╭─ TEXTO MOSTRADO
El descubrimiento de las enseñanzas filosóficas y políticas de la Tradición ha supuesto, para muchos, la definitiva caída del velo que ocultaba a nuestros propios ojos la insondable precariedad formativa en la que hemos crecido. Así, cada vez más católicos sedientos de verdad, movidos por la máxima de que la gracia ha de edificar necesariamente sobre la naturaleza, van capacitándose para no tolerar afirmaciones que contrarían a la razón, aunque se enuncien desde los púlpitos. Cada vez más católicos han empezado a ver la Historia como una sucesión de movimientos animados por diferentes ideas filosóficas, verdaderas o erróneas, que han acercado o alejado a las poblaciones humanas del plan divino de salvación. Y por tanto, comienzan a ver sus días como sembrados de decisiones, de disyuntivas aparentemente menores que, si bien quizás no supongan la diferencia entre permanecer en gracia o pecar, pueden contribuir o no con un devenir histórico que puede trabajar a favor o en contra de la obra redentora. 

La participación en las corrientes culturales que se despliegan desde constructos filosóficos erróneos tampoco es indiferente o inocua. En este sentido, lejos de proceder de un esnobismo o de una adolescente necesidad de interpretar un rol para pertenecer a una hipotética tribu urbana (conocida con el vocablo tradi),  si bien es cierto que hay personas concretas que buscan ese encasillamiento —quién sabe si por compensar necesidades insatisfechas de integración social en el pasado—, el refinamiento estético y la selección cuidada de recursos en los que se deleita durante su ocio tampoco es algo caprichoso ni arbitrario en el católico, sino que responde a la necesidad del alma de alimentarse de estímulos que sabe están en línea con la recta antropología; por ejemplo, cine y literatura que armoniza con los anhelos verdaderos del hombre y no trata sutilmente de pervertir su entendimiento.
╰─
**LISTA DE TAREAS**
• A. En el texto mostrado, ¿con qué palabra se conoce a la hipotética tribu urbana?
• B. Resume de forma más breve el párrafo del texto mostrado que empieza con "El descubrimiento de las enseñanzas", sin perder sus datos principales.
╭─ DATOS MOSTRADOS
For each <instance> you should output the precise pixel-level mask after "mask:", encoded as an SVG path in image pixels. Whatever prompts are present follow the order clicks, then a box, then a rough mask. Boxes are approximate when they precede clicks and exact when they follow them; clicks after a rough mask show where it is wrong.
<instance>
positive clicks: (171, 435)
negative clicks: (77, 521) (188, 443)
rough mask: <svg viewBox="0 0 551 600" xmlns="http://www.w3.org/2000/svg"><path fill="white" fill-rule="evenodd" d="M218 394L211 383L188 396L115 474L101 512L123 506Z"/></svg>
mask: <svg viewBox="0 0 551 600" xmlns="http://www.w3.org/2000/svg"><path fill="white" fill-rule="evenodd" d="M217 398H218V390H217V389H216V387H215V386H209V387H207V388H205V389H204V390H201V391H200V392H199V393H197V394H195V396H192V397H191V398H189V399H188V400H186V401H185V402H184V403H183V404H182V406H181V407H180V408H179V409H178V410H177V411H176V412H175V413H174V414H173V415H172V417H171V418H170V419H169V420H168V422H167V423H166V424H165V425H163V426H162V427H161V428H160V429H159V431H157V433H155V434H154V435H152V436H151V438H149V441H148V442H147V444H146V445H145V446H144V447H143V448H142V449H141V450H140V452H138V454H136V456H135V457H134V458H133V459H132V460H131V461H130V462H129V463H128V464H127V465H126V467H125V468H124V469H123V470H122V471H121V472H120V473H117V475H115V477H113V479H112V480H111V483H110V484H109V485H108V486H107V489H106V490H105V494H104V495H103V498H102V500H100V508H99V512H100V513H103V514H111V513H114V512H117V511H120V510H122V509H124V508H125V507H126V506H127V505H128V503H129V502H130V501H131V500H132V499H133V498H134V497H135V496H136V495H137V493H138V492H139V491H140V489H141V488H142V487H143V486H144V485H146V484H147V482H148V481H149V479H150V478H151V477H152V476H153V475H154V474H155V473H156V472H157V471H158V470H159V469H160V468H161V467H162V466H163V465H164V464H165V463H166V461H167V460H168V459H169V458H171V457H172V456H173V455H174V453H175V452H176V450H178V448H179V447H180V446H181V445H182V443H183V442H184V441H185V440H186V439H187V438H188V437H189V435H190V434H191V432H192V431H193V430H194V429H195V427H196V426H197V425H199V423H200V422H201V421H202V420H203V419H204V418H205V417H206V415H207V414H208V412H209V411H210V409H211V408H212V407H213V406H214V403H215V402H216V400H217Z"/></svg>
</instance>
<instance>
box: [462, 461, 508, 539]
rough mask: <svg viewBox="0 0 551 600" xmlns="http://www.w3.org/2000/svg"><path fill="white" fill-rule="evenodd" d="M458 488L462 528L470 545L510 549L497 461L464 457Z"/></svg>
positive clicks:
╰─
╭─ DATOS MOSTRADOS
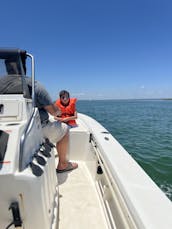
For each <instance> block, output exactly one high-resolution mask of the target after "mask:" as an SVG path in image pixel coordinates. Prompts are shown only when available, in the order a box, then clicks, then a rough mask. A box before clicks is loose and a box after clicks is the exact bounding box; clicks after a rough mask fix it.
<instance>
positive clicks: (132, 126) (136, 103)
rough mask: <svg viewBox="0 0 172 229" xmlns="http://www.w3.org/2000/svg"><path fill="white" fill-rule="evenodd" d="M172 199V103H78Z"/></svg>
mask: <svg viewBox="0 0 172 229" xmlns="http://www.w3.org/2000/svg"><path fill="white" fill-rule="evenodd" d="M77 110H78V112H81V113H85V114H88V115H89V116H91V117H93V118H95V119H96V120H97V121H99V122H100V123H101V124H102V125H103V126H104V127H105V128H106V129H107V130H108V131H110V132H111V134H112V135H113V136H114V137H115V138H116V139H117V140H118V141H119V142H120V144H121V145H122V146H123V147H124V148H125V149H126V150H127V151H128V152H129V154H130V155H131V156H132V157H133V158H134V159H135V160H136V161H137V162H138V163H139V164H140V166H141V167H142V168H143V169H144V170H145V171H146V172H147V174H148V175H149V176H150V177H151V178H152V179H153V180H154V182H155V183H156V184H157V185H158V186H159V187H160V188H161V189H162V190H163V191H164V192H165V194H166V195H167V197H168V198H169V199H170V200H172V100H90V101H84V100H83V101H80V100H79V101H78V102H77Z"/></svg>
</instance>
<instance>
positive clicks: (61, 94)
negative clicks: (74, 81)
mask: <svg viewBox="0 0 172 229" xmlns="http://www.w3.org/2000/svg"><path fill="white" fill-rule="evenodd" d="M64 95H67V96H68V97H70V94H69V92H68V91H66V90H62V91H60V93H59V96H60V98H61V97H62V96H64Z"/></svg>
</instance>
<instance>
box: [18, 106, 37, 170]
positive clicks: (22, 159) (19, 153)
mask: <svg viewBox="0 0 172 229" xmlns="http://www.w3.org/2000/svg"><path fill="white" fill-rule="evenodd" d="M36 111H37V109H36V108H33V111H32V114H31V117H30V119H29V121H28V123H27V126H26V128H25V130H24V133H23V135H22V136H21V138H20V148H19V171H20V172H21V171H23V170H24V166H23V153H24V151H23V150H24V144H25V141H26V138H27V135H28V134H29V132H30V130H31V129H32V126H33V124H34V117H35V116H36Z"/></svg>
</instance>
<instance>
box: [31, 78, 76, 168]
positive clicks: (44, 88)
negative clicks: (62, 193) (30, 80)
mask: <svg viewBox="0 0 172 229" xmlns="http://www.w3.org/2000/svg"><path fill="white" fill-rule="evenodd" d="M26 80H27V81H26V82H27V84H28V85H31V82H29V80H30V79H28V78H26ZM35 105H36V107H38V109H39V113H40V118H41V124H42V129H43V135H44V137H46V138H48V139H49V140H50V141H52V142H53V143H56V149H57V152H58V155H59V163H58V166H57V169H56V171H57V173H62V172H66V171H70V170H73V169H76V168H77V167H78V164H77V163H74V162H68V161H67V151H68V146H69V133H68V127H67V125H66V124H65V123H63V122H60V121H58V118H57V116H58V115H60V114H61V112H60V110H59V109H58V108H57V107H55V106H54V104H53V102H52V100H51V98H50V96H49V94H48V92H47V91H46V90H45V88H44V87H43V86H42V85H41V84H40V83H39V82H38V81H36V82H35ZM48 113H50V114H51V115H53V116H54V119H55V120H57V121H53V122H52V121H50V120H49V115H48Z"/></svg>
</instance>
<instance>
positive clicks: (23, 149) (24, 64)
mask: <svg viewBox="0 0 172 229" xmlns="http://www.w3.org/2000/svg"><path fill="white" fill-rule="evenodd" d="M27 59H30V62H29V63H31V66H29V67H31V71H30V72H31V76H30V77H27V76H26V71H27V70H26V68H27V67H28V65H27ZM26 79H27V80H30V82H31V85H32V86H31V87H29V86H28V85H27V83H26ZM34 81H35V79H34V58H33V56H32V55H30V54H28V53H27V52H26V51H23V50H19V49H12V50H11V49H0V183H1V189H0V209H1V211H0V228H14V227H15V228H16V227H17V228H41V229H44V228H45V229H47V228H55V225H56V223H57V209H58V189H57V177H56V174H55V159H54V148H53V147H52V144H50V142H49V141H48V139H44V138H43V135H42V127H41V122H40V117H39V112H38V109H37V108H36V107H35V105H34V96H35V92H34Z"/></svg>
╰─
╭─ DATOS MOSTRADOS
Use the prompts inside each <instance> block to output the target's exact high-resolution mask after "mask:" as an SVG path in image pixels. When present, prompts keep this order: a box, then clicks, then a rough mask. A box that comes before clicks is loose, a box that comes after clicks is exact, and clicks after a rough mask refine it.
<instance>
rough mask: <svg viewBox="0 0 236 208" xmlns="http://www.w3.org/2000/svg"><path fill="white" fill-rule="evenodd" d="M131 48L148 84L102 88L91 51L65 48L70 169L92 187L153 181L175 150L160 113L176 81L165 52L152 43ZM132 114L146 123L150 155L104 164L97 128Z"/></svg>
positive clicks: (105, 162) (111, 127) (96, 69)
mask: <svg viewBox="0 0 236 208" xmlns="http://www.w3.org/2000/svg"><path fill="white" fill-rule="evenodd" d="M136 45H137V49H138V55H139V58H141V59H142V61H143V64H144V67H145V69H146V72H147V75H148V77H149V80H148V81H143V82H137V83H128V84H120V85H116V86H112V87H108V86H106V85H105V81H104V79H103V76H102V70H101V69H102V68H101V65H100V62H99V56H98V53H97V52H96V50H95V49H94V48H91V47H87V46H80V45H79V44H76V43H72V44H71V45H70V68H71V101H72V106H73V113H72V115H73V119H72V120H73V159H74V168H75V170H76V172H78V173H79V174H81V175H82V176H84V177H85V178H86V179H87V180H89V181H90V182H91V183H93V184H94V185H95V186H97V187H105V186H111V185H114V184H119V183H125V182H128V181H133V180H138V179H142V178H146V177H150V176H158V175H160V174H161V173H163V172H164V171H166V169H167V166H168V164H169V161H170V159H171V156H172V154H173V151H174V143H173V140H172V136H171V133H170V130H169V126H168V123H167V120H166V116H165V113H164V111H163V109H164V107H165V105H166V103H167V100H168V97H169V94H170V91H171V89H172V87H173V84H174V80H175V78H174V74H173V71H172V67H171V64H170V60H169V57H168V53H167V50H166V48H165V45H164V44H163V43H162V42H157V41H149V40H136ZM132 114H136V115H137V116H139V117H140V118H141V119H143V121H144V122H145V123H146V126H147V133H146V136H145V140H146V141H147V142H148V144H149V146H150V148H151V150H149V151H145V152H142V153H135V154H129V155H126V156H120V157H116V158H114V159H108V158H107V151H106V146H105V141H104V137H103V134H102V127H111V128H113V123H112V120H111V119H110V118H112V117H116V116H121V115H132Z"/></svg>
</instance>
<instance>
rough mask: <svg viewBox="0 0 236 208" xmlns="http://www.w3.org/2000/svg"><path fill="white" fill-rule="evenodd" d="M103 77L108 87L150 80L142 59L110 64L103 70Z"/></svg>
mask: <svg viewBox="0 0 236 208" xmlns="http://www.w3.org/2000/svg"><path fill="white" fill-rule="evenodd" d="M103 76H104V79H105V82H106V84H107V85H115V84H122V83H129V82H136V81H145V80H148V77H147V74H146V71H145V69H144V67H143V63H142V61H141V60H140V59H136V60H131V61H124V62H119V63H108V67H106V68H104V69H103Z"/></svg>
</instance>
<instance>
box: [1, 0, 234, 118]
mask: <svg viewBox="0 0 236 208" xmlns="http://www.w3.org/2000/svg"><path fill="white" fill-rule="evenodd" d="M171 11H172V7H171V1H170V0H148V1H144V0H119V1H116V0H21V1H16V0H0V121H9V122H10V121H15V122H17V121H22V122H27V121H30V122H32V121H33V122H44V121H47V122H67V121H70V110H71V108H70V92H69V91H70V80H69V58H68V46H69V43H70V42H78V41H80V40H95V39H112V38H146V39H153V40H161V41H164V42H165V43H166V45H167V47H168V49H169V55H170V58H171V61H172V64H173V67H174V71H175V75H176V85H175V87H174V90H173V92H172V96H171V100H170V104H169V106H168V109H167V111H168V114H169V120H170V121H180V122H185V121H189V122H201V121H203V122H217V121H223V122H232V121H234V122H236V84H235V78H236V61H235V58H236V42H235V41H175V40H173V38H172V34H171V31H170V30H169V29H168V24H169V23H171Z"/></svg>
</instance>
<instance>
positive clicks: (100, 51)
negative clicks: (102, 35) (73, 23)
╰─
**SOLUCIONES POR TAREA**
• A. Con el vocablo tradi.

• B. Para muchos, descubrir las enseñanzas filosóficas y políticas de la Tradición ha dejado ver la enorme falta de formación en la que crecieron. Cada vez más católicos, convencidos de que la gracia edifica sobre la naturaleza, no aceptan afirmaciones contrarias a la razón, aunque se digan desde los púlpitos. Ven la Historia como una serie de movimientos guiados por ideas filosóficas, verdaderas o erróneas, que han acercado o alejado a los pueblos del plan divino de salvación. Por eso ven sus días llenos de decisiones en apariencia pequeñas que pueden ayudar o perjudicar a la obra redentora.